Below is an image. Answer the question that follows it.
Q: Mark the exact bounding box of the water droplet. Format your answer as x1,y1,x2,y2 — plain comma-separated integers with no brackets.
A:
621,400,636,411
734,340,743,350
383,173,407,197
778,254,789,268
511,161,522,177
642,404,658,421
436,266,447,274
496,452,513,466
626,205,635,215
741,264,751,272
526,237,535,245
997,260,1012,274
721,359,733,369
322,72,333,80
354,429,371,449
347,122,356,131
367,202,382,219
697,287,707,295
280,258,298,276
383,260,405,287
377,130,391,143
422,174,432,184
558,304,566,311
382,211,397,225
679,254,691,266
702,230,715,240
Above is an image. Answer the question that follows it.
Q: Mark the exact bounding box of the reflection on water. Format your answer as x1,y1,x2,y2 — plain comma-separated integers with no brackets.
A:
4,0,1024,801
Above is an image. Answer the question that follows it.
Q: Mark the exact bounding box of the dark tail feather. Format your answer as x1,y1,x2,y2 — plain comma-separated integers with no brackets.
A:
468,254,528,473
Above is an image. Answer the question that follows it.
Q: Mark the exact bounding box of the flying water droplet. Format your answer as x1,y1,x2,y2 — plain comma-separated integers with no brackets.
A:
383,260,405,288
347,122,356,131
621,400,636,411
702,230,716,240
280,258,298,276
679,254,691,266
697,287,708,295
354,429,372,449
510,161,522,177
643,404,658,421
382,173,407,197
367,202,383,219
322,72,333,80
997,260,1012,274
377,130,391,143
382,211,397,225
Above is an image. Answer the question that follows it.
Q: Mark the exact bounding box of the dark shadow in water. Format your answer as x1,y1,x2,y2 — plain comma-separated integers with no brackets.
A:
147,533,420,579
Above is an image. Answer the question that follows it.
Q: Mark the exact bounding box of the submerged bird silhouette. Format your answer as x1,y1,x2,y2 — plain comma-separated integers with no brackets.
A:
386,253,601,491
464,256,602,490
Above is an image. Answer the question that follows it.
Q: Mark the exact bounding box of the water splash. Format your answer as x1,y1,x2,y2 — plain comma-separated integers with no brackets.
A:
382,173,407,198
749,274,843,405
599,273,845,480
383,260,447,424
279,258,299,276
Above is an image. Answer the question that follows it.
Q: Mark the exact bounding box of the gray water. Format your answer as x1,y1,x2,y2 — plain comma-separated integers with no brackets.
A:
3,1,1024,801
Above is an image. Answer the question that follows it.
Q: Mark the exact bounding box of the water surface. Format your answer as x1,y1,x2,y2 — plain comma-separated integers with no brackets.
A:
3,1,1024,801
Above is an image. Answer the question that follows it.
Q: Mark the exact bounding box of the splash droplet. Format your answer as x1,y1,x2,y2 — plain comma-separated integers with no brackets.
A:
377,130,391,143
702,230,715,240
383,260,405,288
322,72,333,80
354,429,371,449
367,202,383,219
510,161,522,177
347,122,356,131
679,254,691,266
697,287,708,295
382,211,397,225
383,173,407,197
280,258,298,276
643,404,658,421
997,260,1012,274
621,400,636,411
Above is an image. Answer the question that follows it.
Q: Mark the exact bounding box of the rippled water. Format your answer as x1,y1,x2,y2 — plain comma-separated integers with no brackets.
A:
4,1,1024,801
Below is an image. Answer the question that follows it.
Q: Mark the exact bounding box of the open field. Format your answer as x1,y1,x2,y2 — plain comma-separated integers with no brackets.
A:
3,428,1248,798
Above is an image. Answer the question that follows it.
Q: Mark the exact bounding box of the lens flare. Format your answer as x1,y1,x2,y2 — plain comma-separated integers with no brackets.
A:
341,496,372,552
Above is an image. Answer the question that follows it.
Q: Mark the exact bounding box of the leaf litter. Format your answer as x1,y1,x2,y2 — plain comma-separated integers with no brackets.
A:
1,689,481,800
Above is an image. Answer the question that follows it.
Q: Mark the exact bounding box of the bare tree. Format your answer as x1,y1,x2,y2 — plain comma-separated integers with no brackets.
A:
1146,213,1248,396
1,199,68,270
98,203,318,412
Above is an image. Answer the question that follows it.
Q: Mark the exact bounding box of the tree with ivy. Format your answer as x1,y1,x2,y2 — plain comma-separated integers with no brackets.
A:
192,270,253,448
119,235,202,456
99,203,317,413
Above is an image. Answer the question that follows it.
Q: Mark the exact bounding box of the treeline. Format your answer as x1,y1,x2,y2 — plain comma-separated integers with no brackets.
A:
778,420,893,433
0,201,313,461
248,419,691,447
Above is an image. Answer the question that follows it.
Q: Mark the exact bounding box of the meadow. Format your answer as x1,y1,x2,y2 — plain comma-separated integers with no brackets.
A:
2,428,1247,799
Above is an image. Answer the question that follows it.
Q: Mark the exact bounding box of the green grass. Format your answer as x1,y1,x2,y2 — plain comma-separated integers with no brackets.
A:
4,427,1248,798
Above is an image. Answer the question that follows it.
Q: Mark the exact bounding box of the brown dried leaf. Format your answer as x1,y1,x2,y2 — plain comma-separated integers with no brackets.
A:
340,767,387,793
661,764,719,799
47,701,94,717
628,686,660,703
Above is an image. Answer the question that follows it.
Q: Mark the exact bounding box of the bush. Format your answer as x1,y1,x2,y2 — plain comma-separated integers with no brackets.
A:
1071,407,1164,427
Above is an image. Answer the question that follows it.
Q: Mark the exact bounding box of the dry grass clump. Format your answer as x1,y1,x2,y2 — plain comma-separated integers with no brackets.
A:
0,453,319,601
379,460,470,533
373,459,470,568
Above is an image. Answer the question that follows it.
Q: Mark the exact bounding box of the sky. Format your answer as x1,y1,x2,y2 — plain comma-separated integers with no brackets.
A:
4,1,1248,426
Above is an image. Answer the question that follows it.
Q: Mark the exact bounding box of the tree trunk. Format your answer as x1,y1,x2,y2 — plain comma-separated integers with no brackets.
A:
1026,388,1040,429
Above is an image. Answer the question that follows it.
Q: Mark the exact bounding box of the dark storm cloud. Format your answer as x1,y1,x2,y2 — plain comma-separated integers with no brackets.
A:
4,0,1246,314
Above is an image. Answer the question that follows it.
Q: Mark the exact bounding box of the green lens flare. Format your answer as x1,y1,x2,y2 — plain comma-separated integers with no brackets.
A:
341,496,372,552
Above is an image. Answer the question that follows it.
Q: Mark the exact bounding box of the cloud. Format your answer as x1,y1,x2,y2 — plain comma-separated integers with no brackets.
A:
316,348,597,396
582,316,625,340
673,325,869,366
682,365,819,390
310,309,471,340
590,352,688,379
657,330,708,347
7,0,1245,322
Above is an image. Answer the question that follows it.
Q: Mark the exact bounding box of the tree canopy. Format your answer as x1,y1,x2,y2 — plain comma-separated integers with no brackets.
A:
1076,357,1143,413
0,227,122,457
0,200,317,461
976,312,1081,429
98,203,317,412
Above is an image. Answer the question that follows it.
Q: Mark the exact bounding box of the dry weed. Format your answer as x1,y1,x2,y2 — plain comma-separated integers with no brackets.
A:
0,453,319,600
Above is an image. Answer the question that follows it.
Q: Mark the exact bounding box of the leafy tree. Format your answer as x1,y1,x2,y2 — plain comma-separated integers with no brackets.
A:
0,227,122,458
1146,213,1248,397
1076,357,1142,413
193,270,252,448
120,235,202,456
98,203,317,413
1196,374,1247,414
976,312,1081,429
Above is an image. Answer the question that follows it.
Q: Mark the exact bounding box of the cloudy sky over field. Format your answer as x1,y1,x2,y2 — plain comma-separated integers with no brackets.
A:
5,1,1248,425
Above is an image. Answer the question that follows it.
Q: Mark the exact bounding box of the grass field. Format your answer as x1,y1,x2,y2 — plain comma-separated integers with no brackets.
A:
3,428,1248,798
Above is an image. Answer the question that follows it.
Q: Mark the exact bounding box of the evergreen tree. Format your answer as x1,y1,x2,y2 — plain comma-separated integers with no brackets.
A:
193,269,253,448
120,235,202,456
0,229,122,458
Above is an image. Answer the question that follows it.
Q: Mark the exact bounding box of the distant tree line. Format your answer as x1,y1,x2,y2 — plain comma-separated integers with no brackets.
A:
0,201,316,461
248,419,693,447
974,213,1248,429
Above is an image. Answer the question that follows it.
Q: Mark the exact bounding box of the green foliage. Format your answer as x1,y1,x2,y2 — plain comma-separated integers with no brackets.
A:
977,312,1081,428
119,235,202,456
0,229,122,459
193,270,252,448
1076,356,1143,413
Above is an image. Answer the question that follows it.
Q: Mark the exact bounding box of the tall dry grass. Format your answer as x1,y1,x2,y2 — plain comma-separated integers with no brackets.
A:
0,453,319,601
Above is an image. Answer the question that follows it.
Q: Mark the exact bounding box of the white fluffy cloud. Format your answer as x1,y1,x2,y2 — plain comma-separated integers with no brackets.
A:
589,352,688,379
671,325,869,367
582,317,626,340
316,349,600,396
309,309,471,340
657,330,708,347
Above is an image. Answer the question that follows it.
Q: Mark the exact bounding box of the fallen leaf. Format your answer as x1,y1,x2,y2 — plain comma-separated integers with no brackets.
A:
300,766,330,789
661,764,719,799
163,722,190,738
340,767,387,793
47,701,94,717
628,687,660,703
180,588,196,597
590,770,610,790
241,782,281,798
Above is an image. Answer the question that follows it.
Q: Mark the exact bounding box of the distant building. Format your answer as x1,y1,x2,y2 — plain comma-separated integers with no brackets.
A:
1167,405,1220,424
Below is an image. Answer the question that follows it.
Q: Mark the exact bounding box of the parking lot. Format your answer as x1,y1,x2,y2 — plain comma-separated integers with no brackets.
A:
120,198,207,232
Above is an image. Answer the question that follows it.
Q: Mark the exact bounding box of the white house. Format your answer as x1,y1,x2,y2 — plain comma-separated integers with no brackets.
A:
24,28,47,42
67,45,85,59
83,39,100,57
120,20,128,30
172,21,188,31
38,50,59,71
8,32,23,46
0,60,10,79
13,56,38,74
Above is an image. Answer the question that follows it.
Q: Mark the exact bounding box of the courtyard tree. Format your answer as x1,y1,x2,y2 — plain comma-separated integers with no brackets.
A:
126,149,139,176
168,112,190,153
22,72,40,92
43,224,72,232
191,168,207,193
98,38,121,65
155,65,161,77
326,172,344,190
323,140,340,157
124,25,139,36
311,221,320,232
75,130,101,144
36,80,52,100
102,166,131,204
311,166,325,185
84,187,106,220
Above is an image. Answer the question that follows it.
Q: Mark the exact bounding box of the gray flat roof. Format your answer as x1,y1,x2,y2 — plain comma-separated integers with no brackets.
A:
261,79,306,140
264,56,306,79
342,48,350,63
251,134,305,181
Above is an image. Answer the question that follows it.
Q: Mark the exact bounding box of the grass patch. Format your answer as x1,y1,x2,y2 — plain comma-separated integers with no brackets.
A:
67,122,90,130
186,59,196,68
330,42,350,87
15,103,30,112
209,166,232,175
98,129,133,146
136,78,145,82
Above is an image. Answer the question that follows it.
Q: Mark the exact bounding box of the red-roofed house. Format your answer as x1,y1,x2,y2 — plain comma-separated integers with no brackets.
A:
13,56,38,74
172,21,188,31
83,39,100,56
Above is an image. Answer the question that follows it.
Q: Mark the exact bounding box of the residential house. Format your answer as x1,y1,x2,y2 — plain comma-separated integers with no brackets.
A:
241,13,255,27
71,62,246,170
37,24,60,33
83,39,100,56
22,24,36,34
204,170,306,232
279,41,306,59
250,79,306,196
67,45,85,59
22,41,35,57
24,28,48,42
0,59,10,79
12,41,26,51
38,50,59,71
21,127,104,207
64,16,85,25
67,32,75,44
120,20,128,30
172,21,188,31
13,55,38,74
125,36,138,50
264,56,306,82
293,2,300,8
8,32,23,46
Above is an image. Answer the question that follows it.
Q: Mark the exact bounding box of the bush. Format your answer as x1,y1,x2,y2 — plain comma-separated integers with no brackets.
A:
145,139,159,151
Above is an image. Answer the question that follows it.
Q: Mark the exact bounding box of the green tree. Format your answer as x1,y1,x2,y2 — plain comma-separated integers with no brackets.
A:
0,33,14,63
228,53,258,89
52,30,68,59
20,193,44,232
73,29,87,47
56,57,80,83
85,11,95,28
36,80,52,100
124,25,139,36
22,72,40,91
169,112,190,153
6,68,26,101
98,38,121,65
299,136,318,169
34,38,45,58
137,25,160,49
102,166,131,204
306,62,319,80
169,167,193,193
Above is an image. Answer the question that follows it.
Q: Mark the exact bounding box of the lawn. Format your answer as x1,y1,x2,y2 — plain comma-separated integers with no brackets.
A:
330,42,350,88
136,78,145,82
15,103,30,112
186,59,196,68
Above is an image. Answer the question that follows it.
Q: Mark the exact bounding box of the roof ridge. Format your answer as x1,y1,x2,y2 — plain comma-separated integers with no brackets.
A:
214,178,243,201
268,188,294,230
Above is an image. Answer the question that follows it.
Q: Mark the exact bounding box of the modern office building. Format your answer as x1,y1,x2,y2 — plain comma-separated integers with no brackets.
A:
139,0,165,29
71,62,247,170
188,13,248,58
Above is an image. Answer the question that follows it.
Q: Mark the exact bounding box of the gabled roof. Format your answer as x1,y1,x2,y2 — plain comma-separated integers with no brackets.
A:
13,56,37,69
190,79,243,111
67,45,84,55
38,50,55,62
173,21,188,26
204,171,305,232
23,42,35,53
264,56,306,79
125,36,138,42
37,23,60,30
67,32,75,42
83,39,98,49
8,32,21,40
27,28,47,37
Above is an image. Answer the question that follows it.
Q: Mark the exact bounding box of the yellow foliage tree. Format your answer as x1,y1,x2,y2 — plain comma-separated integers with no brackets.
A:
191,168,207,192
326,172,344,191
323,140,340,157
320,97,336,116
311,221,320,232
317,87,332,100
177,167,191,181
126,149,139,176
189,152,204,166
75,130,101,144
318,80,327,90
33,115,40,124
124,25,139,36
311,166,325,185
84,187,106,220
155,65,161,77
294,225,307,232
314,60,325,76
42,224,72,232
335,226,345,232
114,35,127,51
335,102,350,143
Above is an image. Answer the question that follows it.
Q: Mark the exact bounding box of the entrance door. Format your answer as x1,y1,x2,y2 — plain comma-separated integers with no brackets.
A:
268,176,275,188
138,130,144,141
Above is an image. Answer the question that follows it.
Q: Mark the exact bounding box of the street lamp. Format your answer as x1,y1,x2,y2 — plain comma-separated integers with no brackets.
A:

+--

Exactly reproduce the lines of the entries above, from the one containing "Q: Mark the exact bounding box of the street" to the very last, and no others.

RESPONSE TO THE EXERCISE:
Q: Mark the exact bounding box of the street lamp. Format your answer as x1,y1,x2,y2 — plain comma-separated integers with no brackets.
A:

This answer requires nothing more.